__Written task__. Can you render the material, from its very start through the line containing "227 30 L 216", as a numbered list, with blank lines and pictures left out?

__Data excerpts__.
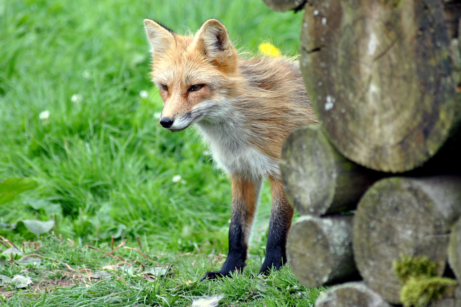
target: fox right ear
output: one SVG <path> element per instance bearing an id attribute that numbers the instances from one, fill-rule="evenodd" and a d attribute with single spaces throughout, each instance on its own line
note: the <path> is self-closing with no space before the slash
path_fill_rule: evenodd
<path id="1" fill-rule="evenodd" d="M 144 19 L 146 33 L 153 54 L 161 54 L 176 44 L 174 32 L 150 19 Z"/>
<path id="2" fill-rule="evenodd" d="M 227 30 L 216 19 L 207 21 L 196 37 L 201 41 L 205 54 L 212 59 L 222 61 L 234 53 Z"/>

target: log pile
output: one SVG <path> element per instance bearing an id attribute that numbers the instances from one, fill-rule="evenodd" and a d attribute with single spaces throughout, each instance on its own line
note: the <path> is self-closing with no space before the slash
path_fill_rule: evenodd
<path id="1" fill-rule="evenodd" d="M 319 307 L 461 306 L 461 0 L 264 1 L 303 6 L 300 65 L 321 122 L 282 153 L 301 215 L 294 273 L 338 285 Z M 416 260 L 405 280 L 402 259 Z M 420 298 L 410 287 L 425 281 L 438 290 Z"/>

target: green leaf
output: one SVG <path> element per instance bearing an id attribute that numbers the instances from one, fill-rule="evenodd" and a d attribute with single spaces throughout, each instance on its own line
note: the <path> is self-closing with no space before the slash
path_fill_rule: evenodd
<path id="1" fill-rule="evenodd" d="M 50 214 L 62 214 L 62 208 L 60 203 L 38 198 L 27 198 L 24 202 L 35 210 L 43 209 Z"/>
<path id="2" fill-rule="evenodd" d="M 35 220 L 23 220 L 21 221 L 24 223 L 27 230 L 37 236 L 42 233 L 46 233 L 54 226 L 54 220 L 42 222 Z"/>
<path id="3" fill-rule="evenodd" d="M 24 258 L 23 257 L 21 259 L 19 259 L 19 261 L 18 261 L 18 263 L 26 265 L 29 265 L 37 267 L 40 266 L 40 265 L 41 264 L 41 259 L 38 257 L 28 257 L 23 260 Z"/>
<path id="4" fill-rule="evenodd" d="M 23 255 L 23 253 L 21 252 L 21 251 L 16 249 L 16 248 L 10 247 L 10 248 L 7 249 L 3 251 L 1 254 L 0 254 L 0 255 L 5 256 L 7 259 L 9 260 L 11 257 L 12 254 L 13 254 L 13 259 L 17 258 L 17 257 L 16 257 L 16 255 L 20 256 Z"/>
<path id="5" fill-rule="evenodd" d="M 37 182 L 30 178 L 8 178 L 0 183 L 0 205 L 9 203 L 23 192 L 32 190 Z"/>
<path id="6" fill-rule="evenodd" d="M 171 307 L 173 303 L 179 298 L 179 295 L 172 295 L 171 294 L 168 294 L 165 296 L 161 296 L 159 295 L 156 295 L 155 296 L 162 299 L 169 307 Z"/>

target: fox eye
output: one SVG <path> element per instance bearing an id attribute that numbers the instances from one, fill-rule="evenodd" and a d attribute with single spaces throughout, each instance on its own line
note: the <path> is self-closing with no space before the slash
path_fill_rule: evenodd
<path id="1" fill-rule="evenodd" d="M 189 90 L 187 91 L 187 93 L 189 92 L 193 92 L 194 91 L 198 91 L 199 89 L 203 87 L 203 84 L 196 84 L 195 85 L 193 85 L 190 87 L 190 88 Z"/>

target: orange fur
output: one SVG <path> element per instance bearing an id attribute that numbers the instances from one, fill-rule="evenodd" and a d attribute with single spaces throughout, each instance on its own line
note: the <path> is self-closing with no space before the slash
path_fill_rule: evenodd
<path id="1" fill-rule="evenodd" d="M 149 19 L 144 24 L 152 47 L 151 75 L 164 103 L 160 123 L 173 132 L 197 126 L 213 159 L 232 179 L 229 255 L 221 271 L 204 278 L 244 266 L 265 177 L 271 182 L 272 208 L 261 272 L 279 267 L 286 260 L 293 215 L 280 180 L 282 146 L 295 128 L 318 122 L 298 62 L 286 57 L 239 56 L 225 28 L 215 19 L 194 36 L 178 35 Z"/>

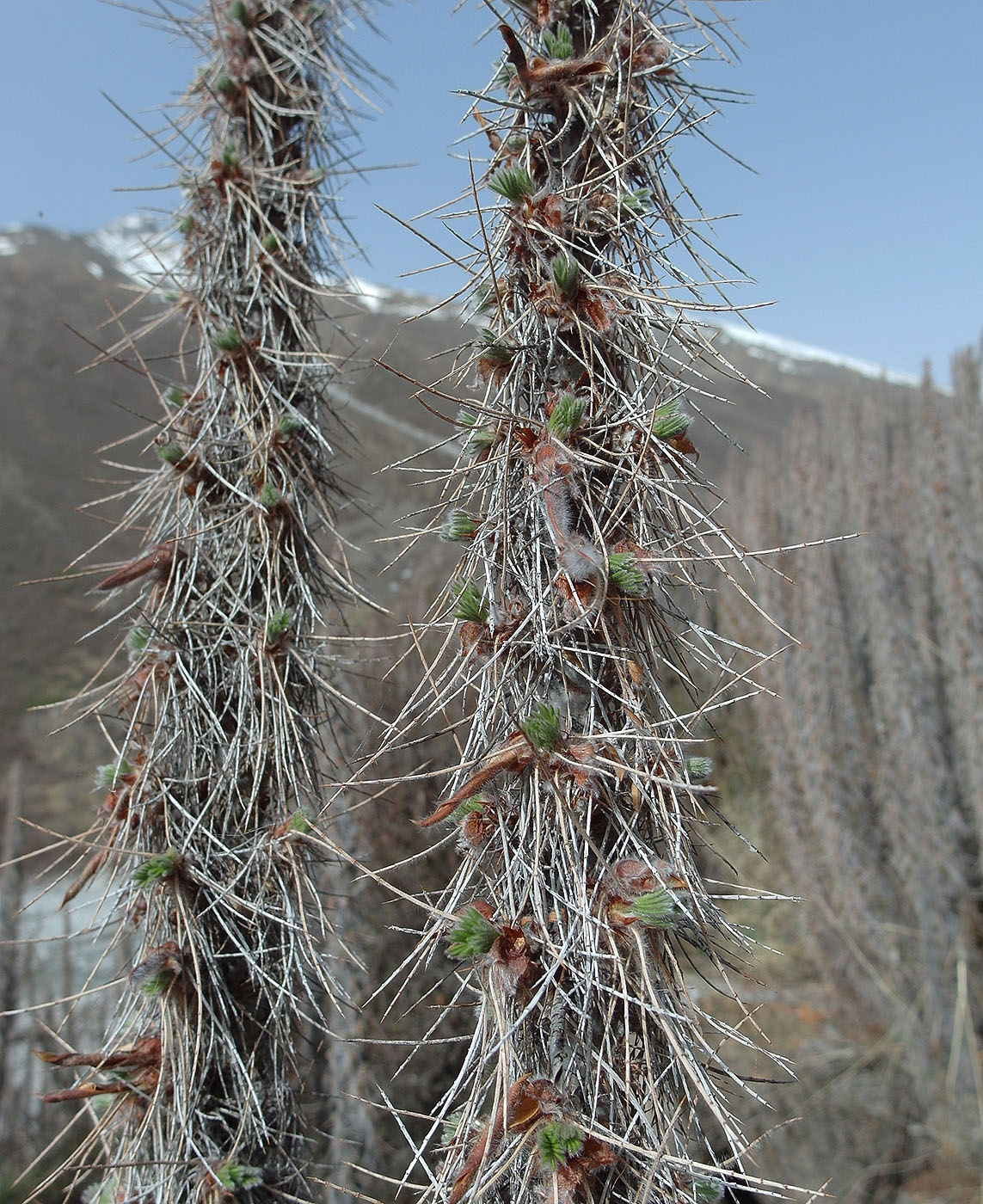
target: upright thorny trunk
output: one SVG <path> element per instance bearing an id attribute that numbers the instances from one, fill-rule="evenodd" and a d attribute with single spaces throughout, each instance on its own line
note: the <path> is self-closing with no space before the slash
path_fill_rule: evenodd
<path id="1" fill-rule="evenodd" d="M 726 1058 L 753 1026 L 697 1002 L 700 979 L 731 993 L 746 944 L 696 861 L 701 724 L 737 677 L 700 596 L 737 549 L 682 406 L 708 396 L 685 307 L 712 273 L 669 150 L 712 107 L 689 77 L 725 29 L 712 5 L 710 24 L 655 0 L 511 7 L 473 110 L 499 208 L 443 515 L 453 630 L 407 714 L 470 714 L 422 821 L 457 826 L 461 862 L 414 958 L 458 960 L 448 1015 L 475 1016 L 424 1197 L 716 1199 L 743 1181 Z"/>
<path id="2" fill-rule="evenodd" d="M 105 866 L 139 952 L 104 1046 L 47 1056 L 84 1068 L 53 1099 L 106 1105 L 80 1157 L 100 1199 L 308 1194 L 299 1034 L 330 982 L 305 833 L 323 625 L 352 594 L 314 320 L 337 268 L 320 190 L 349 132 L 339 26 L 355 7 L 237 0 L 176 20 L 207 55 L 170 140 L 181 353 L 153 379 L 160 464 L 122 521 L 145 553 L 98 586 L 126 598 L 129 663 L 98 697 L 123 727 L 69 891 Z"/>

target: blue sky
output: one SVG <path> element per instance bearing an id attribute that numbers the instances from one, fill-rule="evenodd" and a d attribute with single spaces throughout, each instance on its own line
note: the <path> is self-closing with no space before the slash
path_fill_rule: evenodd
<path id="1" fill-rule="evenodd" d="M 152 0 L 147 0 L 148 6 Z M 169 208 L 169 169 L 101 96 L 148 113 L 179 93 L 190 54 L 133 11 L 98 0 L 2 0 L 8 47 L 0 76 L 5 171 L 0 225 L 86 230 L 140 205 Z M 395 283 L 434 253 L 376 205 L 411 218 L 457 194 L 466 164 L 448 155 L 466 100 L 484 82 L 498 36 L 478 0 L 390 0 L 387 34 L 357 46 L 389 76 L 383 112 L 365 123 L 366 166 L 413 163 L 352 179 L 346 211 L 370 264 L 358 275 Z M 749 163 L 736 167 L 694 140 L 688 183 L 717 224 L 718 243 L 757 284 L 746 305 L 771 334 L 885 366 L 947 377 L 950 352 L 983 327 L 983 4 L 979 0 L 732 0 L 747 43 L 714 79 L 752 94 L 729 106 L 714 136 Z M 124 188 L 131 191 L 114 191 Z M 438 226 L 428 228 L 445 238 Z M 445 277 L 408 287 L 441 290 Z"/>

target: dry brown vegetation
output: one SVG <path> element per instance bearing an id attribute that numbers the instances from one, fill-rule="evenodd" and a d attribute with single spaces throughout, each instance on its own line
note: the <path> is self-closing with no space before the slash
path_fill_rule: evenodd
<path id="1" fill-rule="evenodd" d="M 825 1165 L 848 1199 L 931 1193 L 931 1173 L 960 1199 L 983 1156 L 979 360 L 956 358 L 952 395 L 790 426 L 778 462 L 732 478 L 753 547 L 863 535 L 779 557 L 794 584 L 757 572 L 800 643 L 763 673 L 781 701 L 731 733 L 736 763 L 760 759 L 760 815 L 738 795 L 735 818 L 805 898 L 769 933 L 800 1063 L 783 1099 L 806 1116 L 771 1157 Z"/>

__Complete answer__.
1. target: fox right ear
2. output: one SVG <path> element per instance bearing an id attribute that numbers the instances from one, fill-rule="evenodd" and a d attribute with single spaces throughout, each instance on its own line
3. note: the <path> is self-closing with no space before the slash
4. path_fill_rule: evenodd
5. <path id="1" fill-rule="evenodd" d="M 144 19 L 146 33 L 153 54 L 161 54 L 176 44 L 174 32 L 150 19 Z"/>
6. <path id="2" fill-rule="evenodd" d="M 227 30 L 216 19 L 207 21 L 196 37 L 201 41 L 205 54 L 212 59 L 222 61 L 234 53 Z"/>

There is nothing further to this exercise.